Change "red brick building" to "stone house" in the lines starting at the one containing "occurrence of red" and ending at the one containing "198 81 281 156", then give only those lines with nothing else altered.

-- begin --

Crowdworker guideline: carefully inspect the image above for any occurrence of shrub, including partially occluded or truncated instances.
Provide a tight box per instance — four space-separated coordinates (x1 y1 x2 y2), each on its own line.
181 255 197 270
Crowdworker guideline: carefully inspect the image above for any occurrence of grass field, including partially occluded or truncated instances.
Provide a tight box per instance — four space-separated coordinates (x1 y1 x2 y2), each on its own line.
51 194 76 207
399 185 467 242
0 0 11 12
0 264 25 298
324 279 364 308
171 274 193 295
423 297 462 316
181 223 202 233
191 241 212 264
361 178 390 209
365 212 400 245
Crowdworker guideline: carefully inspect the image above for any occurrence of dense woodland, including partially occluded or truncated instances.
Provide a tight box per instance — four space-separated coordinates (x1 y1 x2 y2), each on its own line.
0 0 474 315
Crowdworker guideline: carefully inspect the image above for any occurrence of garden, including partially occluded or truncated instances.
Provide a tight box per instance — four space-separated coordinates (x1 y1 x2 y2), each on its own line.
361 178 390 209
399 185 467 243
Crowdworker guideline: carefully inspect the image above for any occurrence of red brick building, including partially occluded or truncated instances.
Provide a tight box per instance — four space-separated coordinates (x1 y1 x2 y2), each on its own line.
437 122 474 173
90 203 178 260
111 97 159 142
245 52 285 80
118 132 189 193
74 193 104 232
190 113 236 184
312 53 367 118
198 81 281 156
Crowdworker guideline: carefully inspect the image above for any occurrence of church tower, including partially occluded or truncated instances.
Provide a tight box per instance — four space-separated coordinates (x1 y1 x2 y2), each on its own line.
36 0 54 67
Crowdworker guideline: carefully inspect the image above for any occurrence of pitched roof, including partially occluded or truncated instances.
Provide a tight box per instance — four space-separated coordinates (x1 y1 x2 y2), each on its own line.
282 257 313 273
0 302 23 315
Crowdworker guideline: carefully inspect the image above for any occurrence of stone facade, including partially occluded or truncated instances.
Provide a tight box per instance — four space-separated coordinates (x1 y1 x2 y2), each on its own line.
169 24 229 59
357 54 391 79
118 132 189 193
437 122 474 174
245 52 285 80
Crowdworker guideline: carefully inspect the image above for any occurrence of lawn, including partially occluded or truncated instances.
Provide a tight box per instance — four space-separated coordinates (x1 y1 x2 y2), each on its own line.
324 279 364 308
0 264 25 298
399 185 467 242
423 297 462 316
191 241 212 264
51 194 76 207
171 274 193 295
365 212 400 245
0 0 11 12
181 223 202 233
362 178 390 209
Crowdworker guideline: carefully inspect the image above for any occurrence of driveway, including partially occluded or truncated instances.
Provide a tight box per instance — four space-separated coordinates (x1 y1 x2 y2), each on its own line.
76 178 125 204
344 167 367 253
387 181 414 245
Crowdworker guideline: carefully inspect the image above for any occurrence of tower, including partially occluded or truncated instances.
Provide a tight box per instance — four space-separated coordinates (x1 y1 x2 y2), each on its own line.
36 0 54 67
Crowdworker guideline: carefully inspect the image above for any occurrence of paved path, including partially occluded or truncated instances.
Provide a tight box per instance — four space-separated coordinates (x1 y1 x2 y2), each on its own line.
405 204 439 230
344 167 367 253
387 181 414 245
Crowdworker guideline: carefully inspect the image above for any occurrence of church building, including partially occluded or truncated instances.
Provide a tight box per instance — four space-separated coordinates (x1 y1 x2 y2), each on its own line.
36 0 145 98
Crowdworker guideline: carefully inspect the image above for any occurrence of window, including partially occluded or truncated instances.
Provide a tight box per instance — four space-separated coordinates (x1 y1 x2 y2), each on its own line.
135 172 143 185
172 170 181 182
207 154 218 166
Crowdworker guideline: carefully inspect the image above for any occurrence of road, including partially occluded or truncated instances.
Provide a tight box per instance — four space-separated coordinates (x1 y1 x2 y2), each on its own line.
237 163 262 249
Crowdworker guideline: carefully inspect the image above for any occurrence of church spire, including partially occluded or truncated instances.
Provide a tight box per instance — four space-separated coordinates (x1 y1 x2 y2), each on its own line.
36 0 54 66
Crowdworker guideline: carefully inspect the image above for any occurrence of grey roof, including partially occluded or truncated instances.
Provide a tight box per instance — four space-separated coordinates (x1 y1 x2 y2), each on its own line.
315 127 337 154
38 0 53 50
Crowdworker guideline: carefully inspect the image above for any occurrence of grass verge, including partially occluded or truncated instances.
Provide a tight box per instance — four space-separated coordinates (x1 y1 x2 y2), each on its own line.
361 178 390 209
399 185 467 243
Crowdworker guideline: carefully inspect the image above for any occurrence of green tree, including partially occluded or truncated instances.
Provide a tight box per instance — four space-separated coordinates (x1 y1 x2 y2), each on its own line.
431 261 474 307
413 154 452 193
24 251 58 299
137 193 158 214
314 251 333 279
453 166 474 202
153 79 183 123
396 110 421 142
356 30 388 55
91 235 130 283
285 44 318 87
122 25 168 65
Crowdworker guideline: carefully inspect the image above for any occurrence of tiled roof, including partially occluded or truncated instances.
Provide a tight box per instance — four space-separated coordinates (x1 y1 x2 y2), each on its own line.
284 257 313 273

-- end --
-- begin --

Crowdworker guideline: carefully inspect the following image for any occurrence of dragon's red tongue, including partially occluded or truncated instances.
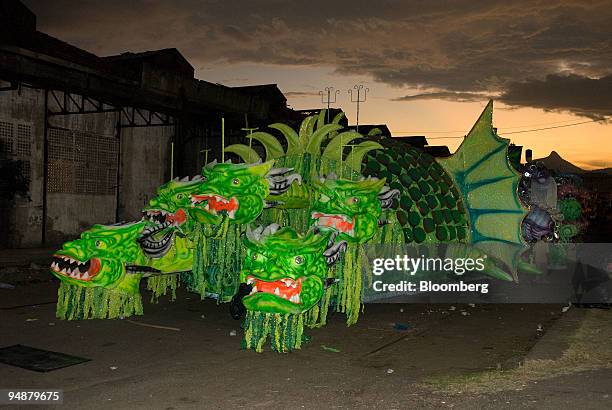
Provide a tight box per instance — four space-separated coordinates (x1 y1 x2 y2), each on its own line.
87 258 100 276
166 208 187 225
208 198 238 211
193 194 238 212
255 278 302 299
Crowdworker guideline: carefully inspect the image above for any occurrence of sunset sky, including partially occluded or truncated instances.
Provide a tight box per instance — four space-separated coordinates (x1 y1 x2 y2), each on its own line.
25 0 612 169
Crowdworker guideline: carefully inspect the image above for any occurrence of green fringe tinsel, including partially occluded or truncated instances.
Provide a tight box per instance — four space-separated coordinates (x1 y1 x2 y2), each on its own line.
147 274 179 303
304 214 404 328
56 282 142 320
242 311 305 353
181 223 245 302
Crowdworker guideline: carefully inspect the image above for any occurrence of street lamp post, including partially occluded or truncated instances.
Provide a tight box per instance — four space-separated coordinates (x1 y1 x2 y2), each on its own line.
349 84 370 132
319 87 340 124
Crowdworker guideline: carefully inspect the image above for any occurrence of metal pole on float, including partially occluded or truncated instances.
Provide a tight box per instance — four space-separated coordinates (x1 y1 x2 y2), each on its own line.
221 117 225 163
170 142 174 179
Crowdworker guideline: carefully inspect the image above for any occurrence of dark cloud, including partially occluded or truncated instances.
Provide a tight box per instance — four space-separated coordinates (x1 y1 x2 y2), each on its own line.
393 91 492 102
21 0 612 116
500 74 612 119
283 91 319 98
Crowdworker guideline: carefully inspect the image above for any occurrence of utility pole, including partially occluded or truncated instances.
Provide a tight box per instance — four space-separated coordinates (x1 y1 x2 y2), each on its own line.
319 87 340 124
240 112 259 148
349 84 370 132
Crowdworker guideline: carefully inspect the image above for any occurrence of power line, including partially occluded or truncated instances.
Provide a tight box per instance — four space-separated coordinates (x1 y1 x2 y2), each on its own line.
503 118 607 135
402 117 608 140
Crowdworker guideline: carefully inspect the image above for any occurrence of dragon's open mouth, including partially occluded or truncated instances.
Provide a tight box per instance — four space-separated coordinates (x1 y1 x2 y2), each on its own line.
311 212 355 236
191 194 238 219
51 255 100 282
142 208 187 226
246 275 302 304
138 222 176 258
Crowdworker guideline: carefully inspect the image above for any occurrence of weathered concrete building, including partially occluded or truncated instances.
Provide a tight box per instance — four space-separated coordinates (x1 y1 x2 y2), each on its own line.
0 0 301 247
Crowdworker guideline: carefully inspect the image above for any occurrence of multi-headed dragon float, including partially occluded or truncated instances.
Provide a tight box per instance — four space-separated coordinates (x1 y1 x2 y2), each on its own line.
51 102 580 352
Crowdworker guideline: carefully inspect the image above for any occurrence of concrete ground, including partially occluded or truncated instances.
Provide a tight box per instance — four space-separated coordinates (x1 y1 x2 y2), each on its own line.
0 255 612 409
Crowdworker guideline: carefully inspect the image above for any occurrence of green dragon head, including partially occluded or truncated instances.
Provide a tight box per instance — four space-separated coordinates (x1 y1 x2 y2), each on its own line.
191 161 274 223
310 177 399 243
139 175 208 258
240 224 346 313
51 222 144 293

-- end --

## Written solution
Crowdworker guideline: carefully inspect the image above for any occurrence of stone house, including partially occluded or truncated instances.
Provide a tight box per instance — four space-separated coordinates (x1 y1 x2 y2), each on its own line.
437 122 474 173
90 203 178 260
111 97 159 142
245 52 285 80
118 132 189 193
74 193 104 232
190 113 236 184
312 53 367 118
198 81 281 156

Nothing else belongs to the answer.